Thursday, April 09, 2020 5:11:00 PM
2020 2Q COVID 19 Addendum. As a result of the COVID-19 Crisis: (A) all cash fees earned by directors during the Second Quarter shall be reduced by 25%; and (B) the Equity Compensation grant, which would occur on May 5, 2020, will not be made and instead will be deferred until such later date as determined by the Board.
The foregoing is a summary description of the material changes to the Director Comp Policy. Reference is made to the complete text of the Director Comp Policy, which is filed as an exhibit to this current report on Form 8-K.
Item 2.05 Costs Associated with Exit or Disposal Activities.
On April 3, 2020, as a part of cost savings initiatives implemented in response to the COVID-19 Crisis, the Company restructured its workforce through termination and furlough actions. The Company expects to incur approximately $5.5 million in severance pay and benefits related to these actions, all of which will be cash expenditures and incurred in fiscal 2020.
Item 5.02. Departure of Directors or Certain Officers; Election of Directors; Appointment of Certain Officers; Compensatory Arrangements of Certain Officers.
(e) Compensatory Arrangements of Certain Officers
On April 6, 2020, each of the Company’s Named Executive Officers (“NEOs”) agreed to voluntarily waive certain compensation. Each NEO agreed to a salary reduction as follows:
David J. Field, President and Chief Executive Officer
30% reduction
Richard J. Schmaeling, EVP and Chief Executive Officer
20% reduction
Louise C. Kramer, Chief Operating Officer
20% reduction
Robert Philips, Chief Revenue Officer & President of EAN
20% reduction
Andrew P. Sutor, EVP and General Counsel
20% reduction
These wage reductions are effective as of April 4, 2020 (the start of the current pay period) and will continue until July 24, 2020, unless increased prior thereto by the Company in its discretion, based on markedly improved business conditions.
These waivers also provided that any increase to an NEO’s base salary due under their agreement from April 4, 2020, through December 31, 2020, will not take effect. In addition, any increase to such NEO’s base salary due on or after January 1, 2021, shall be adjusted such that the increase in the then current year is instead the increase which would have happened in the prior year but for the waiver.
1
These waivers do not modify other rights under the applicable employment agreements or reduce any Company employee benefit provided to such officers and employees.

Supplied information:

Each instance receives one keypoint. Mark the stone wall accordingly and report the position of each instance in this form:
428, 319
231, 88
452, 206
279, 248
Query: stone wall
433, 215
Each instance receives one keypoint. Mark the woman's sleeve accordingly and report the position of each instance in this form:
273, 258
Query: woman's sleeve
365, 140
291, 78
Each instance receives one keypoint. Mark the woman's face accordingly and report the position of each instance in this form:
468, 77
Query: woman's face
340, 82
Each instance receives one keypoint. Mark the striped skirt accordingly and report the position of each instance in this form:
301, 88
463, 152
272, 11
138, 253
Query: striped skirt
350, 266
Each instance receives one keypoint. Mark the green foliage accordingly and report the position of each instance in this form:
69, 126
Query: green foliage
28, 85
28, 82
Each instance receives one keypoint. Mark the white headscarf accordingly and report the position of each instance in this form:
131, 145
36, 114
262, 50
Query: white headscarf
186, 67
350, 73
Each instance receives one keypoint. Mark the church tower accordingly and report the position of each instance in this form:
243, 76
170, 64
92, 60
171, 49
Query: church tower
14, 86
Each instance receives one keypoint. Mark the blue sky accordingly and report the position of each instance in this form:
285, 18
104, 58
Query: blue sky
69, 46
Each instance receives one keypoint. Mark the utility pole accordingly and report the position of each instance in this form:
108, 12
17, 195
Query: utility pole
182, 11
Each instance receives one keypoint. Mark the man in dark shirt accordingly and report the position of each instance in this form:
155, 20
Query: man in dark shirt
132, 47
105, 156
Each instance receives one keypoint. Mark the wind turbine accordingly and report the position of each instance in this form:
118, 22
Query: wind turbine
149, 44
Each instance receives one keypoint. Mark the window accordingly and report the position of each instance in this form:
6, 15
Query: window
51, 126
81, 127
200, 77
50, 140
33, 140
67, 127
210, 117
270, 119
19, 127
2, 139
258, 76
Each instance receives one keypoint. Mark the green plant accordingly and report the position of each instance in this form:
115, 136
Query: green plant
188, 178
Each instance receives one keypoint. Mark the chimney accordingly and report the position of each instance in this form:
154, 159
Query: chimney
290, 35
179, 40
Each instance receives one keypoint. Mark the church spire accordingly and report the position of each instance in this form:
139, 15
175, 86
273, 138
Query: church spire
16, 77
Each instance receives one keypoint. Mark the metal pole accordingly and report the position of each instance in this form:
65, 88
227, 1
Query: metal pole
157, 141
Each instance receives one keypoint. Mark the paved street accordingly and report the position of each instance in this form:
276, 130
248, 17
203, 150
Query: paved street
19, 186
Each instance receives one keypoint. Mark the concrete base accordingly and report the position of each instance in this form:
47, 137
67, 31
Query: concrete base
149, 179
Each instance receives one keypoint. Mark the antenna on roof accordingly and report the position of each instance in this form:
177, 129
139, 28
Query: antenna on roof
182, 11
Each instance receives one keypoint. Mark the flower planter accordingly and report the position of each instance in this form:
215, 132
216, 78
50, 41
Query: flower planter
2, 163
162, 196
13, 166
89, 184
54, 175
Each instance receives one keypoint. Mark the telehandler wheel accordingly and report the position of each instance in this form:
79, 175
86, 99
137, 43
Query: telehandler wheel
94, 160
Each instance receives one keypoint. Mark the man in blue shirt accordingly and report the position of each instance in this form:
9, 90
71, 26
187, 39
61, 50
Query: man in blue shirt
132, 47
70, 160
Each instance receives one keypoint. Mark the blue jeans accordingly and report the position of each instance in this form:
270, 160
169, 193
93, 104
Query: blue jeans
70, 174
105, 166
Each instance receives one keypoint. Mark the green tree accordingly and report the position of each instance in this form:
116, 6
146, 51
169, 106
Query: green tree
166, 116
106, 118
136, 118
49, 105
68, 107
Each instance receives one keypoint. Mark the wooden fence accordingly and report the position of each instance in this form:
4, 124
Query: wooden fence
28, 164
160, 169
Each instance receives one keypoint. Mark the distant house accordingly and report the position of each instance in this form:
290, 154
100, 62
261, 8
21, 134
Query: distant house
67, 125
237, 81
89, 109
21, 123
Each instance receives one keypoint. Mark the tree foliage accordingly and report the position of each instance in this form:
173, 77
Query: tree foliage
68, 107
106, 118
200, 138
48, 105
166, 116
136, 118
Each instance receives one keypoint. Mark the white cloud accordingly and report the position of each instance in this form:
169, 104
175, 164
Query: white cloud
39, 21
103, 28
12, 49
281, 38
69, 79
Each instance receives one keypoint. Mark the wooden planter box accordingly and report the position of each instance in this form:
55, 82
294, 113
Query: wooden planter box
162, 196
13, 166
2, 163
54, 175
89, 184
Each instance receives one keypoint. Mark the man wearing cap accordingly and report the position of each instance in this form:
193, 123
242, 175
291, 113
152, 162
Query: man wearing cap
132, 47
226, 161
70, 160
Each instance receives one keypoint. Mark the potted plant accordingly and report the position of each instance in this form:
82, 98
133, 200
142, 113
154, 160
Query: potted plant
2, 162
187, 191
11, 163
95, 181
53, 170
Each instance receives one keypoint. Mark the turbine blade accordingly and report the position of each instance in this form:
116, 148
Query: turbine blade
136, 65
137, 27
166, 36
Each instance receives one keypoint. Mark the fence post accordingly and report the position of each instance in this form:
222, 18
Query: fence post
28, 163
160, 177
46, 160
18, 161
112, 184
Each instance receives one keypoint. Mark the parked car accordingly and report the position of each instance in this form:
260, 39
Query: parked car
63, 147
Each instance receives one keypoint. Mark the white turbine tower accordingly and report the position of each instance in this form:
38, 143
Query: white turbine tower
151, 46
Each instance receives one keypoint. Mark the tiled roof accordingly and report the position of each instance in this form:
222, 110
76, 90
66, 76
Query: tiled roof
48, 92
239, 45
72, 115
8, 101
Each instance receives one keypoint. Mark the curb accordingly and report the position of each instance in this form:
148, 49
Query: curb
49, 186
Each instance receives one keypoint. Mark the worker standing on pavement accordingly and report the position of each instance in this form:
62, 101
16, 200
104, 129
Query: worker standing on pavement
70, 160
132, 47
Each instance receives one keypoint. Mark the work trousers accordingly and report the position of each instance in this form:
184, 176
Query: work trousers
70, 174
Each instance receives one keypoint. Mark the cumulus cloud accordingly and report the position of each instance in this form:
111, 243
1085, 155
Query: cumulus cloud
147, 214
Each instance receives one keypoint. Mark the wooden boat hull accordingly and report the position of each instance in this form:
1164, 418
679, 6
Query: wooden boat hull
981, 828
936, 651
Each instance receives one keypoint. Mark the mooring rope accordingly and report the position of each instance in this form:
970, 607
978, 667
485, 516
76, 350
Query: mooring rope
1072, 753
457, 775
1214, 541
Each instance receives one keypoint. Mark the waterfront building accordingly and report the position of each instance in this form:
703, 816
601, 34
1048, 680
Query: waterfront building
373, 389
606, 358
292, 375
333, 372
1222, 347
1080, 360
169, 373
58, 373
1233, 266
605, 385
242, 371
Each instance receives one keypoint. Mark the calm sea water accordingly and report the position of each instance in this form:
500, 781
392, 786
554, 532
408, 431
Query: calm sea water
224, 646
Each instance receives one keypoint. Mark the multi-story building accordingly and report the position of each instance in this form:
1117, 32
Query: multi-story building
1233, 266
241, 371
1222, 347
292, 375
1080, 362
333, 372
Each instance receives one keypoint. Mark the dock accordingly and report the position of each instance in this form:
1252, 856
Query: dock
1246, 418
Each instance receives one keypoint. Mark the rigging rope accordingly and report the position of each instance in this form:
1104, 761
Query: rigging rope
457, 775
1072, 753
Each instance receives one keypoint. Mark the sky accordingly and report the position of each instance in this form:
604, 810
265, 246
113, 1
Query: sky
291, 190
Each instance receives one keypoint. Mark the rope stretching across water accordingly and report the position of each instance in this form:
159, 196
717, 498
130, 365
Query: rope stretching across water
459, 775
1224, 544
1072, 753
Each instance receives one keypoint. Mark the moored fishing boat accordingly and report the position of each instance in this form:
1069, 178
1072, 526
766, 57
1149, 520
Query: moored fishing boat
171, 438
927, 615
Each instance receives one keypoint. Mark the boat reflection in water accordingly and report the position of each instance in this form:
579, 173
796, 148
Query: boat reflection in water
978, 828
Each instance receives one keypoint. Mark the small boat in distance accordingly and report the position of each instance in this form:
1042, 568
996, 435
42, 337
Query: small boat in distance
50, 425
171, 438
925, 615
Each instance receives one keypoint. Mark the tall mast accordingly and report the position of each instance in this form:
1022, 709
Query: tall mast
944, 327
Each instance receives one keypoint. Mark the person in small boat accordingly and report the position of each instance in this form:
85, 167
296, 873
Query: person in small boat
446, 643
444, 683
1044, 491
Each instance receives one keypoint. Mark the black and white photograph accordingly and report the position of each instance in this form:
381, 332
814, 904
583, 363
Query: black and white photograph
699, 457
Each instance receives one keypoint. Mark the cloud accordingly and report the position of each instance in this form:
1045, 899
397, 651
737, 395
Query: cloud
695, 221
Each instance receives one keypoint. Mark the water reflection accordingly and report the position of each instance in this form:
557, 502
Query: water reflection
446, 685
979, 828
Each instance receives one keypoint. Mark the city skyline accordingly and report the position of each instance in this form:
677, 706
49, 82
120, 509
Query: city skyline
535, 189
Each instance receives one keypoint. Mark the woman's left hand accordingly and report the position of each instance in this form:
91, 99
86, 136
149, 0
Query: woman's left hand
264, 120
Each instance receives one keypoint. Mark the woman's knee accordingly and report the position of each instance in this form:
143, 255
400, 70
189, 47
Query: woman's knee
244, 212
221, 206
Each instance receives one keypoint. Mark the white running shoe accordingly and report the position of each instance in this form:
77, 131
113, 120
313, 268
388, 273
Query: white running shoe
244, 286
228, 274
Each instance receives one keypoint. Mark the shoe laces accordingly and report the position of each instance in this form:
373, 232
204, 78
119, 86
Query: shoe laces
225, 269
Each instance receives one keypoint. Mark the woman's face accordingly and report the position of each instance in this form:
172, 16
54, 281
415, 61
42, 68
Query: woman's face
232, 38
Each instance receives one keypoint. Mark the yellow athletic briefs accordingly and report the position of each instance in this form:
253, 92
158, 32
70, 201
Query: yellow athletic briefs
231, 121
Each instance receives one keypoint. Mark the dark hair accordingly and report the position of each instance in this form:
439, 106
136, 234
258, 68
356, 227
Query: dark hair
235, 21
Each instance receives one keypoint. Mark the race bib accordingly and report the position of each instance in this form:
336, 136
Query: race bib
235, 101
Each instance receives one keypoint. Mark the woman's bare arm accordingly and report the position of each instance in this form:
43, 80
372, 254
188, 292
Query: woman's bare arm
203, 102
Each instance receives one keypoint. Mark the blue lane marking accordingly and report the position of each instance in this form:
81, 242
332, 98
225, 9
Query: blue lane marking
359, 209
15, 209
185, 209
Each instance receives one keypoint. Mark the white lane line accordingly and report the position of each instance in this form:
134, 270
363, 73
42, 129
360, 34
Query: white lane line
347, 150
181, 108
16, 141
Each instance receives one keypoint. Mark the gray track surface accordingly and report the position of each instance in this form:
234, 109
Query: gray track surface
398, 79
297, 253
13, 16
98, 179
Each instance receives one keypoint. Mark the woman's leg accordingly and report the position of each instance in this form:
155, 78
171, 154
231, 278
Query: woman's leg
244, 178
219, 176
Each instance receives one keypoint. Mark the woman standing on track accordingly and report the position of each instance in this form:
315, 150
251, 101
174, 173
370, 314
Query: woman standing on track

Goal of the exercise: Return everything in the Form 8-K excerpt from "Item 2.05 Costs" down to "in fiscal 2020.", copied word for word. Work from the Form 8-K excerpt alone.

Task output:
Item 2.05 Costs Associated with Exit or Disposal Activities.
On April 3, 2020, as a part of cost savings initiatives implemented in response to the COVID-19 Crisis, the Company restructured its workforce through termination and furlough actions. The Company expects to incur approximately $5.5 million in severance pay and benefits related to these actions, all of which will be cash expenditures and incurred in fiscal 2020.